> _TASK TO CARRY OUT_:
Copy out the material between the line containing "contains dark purple" and the line containing "138, 125, 201, 144", inclusive, swapping "black metal chair" for "wooden folding chair" and changing nothing else.

Begin EXTRACTED MATERIAL

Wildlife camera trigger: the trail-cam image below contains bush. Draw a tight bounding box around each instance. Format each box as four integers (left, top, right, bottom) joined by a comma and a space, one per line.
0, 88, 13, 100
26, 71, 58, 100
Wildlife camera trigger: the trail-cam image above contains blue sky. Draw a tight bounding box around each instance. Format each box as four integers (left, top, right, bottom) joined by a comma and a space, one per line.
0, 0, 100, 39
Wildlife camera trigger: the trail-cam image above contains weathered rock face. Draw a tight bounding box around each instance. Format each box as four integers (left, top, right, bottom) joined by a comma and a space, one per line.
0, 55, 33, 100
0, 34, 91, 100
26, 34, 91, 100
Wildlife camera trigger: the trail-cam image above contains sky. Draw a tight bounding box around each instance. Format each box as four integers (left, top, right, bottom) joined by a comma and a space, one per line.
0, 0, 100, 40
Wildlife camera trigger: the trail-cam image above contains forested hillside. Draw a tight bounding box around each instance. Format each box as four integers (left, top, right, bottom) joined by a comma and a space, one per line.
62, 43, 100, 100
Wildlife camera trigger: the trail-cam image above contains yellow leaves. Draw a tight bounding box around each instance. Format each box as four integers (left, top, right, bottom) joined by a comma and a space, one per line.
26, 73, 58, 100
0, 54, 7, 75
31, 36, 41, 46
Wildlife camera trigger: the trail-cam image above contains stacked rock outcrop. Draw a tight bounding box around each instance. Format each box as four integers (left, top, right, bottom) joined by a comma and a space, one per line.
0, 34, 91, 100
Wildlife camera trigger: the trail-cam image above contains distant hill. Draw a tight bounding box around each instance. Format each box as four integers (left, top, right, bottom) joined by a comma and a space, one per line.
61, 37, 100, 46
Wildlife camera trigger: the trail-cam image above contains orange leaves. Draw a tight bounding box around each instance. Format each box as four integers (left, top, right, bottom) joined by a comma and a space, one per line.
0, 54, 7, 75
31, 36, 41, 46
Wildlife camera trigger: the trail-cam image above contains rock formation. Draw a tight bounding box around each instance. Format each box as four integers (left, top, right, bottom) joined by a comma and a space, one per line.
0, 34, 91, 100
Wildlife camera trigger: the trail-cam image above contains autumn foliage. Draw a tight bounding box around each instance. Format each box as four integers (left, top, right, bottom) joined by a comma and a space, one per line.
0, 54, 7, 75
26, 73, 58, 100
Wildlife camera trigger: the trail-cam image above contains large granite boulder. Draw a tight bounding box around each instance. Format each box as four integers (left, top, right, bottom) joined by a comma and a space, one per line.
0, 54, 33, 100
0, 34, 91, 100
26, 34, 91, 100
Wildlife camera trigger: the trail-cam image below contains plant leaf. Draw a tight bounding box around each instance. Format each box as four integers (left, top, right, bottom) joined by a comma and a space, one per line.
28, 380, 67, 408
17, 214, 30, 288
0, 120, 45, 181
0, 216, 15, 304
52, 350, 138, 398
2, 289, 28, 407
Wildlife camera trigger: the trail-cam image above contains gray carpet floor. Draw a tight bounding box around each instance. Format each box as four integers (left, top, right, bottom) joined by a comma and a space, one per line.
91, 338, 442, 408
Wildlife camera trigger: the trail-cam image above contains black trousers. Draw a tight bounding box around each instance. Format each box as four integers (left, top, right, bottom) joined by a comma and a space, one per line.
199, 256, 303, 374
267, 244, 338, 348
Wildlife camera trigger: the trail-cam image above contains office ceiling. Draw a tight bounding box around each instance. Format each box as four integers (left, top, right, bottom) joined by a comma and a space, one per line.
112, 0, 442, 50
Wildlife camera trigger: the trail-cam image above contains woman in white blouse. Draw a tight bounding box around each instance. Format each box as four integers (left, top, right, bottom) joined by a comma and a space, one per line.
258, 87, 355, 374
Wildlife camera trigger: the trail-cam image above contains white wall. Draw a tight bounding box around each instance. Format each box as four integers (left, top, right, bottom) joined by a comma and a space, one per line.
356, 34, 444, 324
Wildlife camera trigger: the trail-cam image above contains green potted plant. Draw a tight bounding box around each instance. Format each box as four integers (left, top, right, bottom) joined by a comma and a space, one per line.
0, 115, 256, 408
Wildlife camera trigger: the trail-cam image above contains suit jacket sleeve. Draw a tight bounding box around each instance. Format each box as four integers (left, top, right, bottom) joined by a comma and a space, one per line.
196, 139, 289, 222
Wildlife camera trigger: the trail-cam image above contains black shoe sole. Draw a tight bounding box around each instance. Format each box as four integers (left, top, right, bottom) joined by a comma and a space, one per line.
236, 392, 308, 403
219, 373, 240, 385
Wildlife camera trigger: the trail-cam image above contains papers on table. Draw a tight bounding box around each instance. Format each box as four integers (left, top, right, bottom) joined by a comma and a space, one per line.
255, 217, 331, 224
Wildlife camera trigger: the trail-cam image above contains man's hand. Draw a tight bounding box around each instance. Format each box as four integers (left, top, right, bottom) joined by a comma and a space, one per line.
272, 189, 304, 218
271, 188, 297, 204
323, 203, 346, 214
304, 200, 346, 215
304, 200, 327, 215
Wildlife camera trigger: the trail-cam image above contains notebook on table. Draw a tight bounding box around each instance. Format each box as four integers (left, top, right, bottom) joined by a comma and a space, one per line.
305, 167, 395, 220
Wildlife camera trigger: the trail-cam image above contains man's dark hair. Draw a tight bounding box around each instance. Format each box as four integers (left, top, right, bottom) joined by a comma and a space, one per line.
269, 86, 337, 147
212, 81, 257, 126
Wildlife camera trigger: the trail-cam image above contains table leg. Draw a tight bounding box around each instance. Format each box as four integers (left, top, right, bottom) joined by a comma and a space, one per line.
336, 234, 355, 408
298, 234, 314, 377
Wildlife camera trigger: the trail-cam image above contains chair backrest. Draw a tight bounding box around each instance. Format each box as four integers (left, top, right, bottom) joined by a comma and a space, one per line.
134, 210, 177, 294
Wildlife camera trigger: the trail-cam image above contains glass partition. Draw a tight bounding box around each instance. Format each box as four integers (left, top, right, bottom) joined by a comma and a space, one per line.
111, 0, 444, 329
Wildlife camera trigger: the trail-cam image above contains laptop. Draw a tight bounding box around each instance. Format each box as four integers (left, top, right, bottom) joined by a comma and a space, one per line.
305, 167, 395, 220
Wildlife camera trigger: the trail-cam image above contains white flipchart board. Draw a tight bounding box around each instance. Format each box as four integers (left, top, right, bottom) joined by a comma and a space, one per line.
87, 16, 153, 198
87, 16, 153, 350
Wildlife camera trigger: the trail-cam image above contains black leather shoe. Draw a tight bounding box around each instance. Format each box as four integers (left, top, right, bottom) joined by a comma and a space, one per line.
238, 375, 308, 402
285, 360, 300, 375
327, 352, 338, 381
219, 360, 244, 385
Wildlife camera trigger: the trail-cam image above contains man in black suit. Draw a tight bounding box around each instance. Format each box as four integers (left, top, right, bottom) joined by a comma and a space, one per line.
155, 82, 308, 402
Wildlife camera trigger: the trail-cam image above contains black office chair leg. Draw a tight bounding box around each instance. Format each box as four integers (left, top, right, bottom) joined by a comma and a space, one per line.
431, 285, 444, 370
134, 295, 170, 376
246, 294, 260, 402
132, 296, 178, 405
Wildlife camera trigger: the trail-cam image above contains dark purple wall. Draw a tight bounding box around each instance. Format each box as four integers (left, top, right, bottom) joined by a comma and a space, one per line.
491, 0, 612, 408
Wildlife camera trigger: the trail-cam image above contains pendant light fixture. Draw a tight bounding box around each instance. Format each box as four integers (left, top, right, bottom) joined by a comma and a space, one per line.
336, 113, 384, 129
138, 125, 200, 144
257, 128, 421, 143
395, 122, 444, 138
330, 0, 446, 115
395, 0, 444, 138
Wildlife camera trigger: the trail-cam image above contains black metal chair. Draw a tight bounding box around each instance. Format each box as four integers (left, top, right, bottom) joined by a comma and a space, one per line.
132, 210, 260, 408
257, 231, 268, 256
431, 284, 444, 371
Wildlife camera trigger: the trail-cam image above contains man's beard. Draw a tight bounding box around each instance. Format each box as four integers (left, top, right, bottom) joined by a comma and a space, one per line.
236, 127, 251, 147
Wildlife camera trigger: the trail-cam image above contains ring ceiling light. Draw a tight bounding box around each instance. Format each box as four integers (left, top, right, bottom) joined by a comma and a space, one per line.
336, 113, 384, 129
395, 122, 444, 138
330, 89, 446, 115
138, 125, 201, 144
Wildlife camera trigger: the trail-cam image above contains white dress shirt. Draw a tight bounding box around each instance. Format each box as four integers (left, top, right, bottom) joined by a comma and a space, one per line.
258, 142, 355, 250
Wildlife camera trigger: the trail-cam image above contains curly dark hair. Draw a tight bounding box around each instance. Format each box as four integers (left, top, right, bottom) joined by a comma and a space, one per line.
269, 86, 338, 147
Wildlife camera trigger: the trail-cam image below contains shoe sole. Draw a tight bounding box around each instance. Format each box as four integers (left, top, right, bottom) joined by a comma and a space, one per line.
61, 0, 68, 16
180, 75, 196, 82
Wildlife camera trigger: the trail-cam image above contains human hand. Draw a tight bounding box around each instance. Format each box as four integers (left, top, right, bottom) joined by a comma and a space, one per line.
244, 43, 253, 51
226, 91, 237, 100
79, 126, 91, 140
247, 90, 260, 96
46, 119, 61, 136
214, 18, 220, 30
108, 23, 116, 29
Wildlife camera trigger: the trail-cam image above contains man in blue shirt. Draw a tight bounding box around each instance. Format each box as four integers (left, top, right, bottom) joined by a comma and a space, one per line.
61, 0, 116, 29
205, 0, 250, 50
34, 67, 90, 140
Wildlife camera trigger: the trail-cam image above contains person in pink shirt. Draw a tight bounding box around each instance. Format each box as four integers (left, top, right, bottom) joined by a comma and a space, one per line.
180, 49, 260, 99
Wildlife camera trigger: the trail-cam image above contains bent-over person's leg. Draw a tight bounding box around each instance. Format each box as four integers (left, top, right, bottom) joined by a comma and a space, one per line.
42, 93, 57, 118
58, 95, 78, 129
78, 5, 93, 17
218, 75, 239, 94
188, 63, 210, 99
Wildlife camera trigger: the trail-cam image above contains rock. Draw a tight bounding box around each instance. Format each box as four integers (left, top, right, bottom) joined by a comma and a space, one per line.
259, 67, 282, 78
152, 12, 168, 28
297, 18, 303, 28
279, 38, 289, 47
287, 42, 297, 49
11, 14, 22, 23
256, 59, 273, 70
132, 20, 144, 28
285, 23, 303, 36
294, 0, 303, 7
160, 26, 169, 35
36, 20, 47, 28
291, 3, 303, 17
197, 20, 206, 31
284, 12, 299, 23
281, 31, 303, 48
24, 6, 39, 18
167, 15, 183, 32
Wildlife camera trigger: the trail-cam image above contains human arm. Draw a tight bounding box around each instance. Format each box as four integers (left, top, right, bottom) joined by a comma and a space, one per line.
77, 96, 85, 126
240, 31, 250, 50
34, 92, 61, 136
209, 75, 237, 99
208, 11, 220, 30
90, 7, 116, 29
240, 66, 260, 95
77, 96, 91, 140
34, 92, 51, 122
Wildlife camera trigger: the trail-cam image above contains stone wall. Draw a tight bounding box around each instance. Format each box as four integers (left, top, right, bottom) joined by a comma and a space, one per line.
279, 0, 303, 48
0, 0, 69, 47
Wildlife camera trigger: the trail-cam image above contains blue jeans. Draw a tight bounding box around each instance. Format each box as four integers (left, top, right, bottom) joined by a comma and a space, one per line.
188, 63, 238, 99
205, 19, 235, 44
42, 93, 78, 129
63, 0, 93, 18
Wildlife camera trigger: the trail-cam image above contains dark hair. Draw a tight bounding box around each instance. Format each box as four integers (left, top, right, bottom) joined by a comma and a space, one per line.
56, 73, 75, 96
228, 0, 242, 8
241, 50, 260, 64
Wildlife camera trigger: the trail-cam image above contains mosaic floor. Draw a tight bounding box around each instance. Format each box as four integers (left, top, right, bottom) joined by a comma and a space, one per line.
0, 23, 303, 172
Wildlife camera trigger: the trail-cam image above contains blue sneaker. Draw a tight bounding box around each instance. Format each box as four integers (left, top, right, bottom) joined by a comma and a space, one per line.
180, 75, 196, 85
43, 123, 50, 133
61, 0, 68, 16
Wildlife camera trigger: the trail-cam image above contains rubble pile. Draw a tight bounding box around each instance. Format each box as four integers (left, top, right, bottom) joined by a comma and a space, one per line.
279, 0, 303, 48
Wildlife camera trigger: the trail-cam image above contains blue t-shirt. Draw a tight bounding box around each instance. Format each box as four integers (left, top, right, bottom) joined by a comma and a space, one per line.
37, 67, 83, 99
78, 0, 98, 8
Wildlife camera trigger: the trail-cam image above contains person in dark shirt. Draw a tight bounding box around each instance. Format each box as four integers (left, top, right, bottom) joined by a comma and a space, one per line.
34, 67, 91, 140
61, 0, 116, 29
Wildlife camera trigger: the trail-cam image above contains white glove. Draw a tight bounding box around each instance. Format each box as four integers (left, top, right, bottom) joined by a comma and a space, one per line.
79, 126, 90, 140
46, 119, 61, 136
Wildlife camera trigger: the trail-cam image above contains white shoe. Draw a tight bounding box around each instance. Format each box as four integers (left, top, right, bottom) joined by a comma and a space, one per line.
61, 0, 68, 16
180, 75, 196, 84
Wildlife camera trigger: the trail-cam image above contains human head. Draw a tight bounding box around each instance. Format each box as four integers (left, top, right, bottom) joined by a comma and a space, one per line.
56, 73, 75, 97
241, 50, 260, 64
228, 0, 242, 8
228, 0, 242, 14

End EXTRACTED MATERIAL

> _SOLUTION TO THIS TASK_:
Wildlife camera trigger: the trail-cam image above contains dark purple wall. Draw a tight bounding box around each instance. Format each box as four integers (left, top, right, bottom) joined by a comma and a space, one per line.
491, 0, 612, 408
Wildlife camera trigger: the trail-cam image above contains pendant light fixture. Draw a tight bounding box around each instance. Format each box as four integers (left, top, right, bottom) joined by a comma and a space, one per line.
336, 113, 384, 129
138, 125, 200, 144
257, 128, 421, 143
395, 122, 444, 138
330, 0, 446, 115
395, 0, 444, 138
Wildlife camera trigger: the trail-cam image above contains wooden folding chair. Draw a tight bounding box around each instance. Format each box as four integers (left, top, right, bottom) joined by a comma and a space, one per line.
132, 210, 260, 408
257, 231, 268, 256
431, 284, 444, 371
Wildlife camera trigger: the trail-cam image above contains man's beard. Draw a tight bounding box around each instance. Format each box as four integers (left, top, right, bottom) joined by a comma and a space, one per line.
236, 127, 251, 147
Wildlife camera trigger: the trail-cam image above contains ring ceiling light. Draw a tight bounding box around each instance. Format each box as four integers (left, top, right, bottom) joined by a comma and a space, one per line.
336, 113, 384, 129
395, 122, 444, 138
330, 89, 446, 115
138, 125, 201, 144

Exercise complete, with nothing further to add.